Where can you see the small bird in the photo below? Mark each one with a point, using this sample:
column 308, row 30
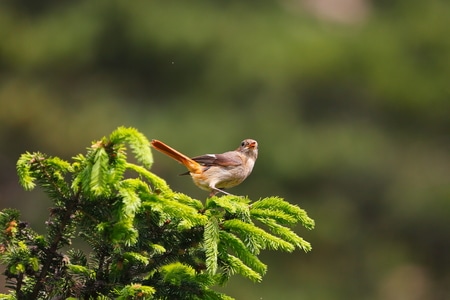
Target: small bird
column 215, row 172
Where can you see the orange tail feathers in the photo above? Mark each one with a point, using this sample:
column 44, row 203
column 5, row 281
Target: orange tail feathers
column 190, row 164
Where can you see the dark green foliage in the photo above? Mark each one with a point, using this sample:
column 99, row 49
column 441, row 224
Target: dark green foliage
column 146, row 241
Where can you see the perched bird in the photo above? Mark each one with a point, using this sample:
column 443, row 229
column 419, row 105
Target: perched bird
column 215, row 172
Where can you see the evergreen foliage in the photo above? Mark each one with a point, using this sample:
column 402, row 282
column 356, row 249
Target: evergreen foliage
column 146, row 241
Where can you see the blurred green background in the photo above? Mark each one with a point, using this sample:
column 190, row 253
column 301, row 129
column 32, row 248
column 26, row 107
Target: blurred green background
column 349, row 101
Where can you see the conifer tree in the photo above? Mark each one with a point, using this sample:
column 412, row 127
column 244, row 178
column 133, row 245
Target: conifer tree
column 145, row 240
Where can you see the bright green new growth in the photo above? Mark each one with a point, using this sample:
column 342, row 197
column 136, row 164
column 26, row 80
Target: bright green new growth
column 146, row 241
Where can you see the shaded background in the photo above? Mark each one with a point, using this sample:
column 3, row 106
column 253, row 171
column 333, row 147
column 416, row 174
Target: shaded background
column 349, row 101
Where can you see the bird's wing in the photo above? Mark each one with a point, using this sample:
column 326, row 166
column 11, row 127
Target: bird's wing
column 226, row 159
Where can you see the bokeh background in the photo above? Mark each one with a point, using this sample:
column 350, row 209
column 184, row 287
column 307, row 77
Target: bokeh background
column 349, row 101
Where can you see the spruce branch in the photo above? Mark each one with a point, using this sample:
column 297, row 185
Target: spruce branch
column 145, row 240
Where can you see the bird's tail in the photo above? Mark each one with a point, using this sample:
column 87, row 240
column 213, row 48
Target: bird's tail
column 190, row 164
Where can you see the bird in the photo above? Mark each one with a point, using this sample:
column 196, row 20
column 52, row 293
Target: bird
column 216, row 172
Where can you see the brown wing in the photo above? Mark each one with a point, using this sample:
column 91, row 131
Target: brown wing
column 226, row 159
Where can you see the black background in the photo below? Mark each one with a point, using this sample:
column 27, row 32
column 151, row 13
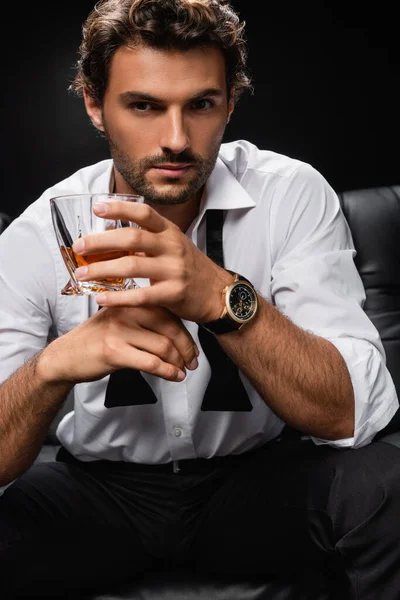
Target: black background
column 326, row 78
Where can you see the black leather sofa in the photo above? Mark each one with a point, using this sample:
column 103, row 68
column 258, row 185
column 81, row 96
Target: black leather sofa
column 374, row 218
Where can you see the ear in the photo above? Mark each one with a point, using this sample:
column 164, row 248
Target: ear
column 94, row 111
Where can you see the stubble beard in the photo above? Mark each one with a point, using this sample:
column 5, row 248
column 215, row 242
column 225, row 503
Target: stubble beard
column 134, row 173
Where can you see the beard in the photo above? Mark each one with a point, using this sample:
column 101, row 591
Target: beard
column 134, row 173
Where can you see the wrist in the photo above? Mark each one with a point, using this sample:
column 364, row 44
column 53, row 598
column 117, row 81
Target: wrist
column 217, row 295
column 48, row 370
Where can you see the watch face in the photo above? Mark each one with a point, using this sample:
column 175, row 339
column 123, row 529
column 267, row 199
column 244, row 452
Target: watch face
column 242, row 302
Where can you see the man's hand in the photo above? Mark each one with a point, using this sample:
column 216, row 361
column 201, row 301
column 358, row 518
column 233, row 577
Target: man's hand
column 183, row 279
column 149, row 339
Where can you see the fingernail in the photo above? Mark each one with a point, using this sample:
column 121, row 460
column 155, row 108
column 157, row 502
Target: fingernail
column 193, row 365
column 81, row 272
column 181, row 376
column 100, row 208
column 78, row 246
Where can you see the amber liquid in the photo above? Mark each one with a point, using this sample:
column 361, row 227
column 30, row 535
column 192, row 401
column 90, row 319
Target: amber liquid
column 100, row 285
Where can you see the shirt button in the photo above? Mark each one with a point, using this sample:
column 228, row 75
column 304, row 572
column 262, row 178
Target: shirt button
column 177, row 431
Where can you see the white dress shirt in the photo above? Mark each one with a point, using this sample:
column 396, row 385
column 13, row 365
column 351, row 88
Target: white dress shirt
column 284, row 231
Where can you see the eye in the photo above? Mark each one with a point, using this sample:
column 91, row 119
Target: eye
column 141, row 106
column 203, row 104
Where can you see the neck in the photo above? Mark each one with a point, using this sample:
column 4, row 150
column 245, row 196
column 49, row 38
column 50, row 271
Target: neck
column 180, row 214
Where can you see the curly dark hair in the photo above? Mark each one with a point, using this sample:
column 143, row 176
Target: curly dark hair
column 162, row 24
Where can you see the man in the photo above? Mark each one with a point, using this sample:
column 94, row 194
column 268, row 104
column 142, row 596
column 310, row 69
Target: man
column 248, row 317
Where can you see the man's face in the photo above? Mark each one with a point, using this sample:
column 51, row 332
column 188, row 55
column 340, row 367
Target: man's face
column 164, row 115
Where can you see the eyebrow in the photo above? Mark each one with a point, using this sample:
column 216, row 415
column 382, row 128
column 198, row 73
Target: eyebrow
column 143, row 97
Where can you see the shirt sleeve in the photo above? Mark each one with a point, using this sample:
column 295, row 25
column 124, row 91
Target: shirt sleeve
column 27, row 286
column 315, row 283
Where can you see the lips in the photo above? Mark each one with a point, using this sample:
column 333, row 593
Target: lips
column 172, row 170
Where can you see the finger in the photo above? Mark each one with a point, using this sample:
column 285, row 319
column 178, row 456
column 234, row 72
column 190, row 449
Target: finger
column 133, row 358
column 127, row 266
column 157, row 294
column 136, row 212
column 156, row 344
column 125, row 239
column 165, row 323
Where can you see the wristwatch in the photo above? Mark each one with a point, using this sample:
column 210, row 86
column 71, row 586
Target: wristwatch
column 240, row 306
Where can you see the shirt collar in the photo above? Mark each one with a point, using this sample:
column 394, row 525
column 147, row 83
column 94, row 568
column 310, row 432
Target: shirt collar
column 222, row 190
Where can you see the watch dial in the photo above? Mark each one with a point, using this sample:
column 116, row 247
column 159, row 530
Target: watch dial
column 242, row 301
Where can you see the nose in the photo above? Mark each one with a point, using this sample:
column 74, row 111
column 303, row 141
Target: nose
column 174, row 136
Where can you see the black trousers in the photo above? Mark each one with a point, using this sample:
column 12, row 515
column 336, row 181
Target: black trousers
column 274, row 512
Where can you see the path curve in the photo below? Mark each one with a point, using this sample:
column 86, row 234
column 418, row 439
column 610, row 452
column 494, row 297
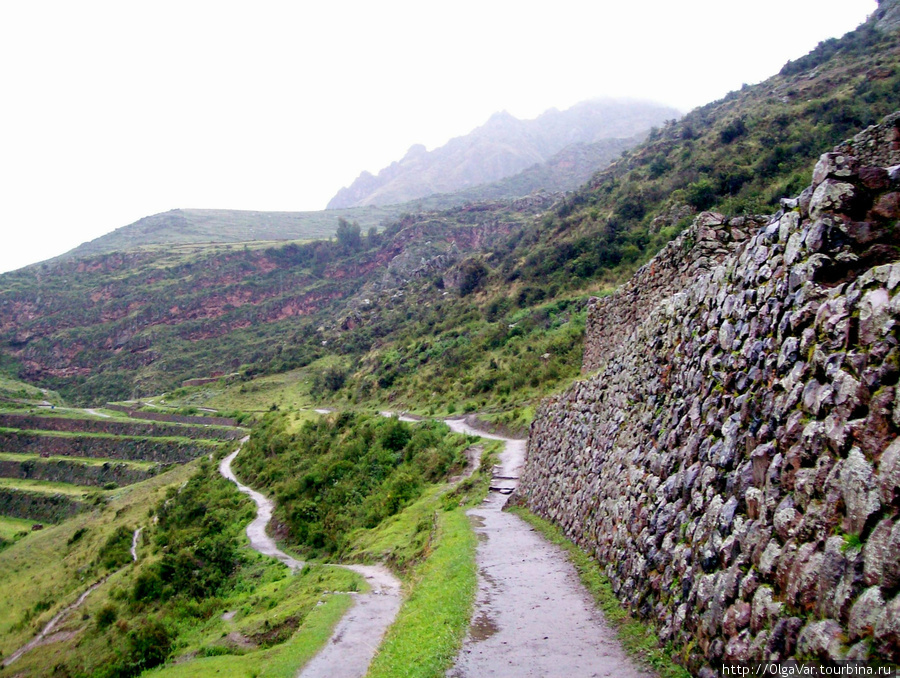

◆ EXERCISE OBJECTIVE
Pull out each line of the listing above that contains the string "branch". Treat uppercase and lowercase letters as different.

◆ ANSWER FOR THIS EXERCISE
Where can you see the spruce branch in the photo above? Mark each one with a point, using this sample:
Target: spruce branch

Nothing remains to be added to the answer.